=== Work required ===
All of the listing below must be repeated word for word. Pictures are the only thing to omit.

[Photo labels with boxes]

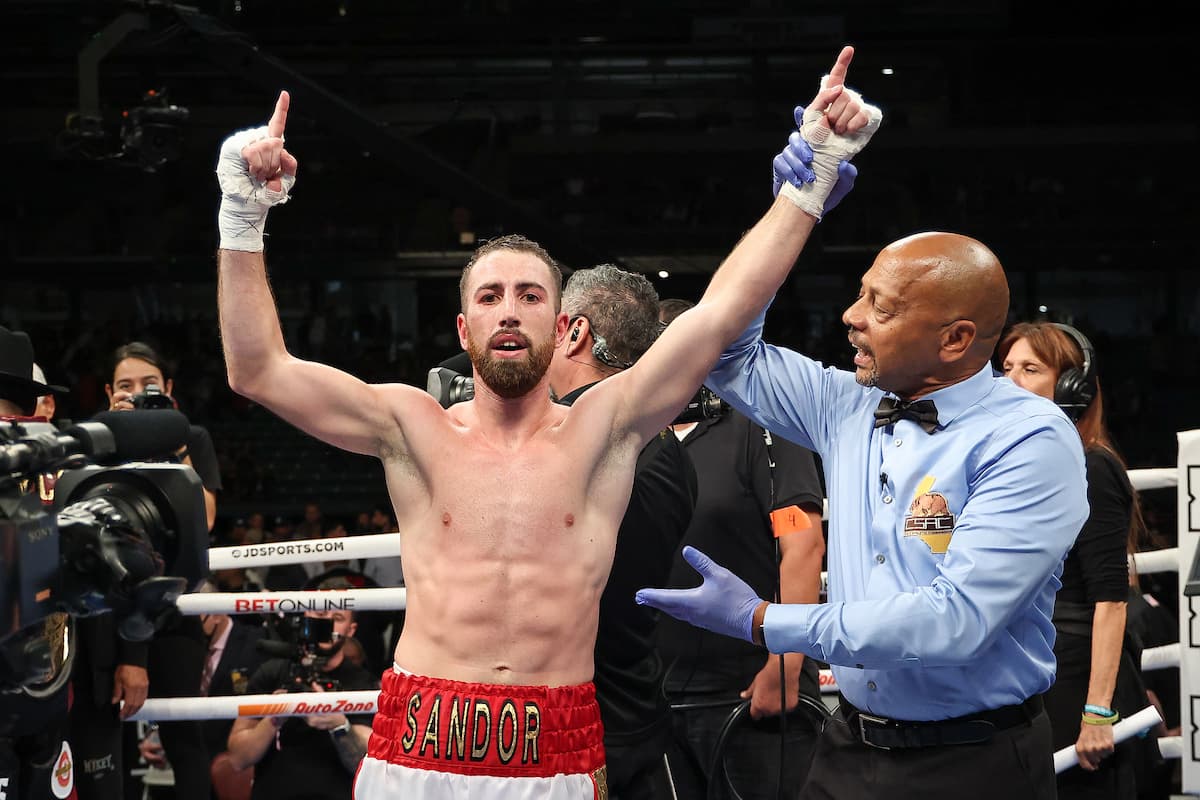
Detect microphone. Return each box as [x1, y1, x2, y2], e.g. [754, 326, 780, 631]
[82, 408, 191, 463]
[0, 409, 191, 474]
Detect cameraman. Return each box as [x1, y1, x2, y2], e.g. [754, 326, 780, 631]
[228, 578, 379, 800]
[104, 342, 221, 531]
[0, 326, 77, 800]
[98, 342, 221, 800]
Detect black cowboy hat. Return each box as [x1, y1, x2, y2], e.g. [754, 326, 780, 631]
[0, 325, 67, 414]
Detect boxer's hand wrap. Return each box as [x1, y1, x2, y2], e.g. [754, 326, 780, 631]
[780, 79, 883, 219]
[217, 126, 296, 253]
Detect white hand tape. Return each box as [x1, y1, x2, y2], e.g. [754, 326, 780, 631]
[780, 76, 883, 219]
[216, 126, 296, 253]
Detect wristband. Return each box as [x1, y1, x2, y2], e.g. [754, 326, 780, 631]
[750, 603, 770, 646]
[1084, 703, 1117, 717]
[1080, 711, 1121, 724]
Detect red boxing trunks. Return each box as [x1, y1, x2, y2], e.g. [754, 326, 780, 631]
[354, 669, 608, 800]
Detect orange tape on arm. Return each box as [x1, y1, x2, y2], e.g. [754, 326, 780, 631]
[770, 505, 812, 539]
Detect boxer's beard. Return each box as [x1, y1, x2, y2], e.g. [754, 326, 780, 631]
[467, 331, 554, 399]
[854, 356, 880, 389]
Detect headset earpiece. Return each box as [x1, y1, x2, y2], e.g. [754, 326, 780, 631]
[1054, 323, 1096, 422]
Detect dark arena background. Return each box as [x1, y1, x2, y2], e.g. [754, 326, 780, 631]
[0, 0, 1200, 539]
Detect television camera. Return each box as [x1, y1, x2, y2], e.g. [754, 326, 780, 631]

=== Task result ===
Detect microphone. Return each box as [x1, y1, x2, y2], e.g. [754, 326, 780, 631]
[82, 408, 191, 463]
[0, 409, 191, 474]
Detect cameraman. Return each box as [x1, y1, x2, y2], e.g. [754, 326, 780, 631]
[228, 578, 379, 800]
[104, 342, 221, 531]
[0, 326, 77, 800]
[98, 342, 221, 800]
Detect black cowboy hat. Return each box as [x1, y1, x2, y2], e.g. [754, 326, 780, 631]
[0, 325, 67, 414]
Detect boxer's hand wrap. Return each box as [x1, y1, x2, y2], e.g. [754, 326, 780, 631]
[780, 79, 883, 219]
[217, 126, 296, 253]
Detect white hand tape. Return each box as [x1, y1, x2, y2], e.g. [754, 326, 780, 631]
[780, 76, 883, 219]
[216, 126, 296, 253]
Detect wristband. Return each box as [x1, y1, x2, y2], e.g. [754, 326, 780, 631]
[750, 603, 770, 646]
[1084, 703, 1117, 717]
[1080, 711, 1121, 724]
Detect red boxing trunks. Return each box as [x1, y1, x2, y2], e.g. [754, 326, 780, 631]
[354, 669, 608, 800]
Detect orange tape on arm. Return each box as [x1, y1, x2, y2], e.g. [754, 326, 780, 631]
[770, 505, 812, 539]
Detect boxer's beard. Return each box as [x1, y1, x2, y2], e.g. [754, 326, 780, 631]
[467, 331, 554, 399]
[854, 356, 880, 389]
Detect headset earpiece. Return each box as [x1, y1, x2, y2], e.g. [754, 326, 780, 631]
[1054, 323, 1096, 422]
Detect dark arena background. Return each box as [x1, y1, x2, y2], e.g. [754, 326, 780, 631]
[0, 0, 1200, 539]
Detect television camera. Return each box as [x1, y1, x2, y2], e.g. [754, 326, 780, 631]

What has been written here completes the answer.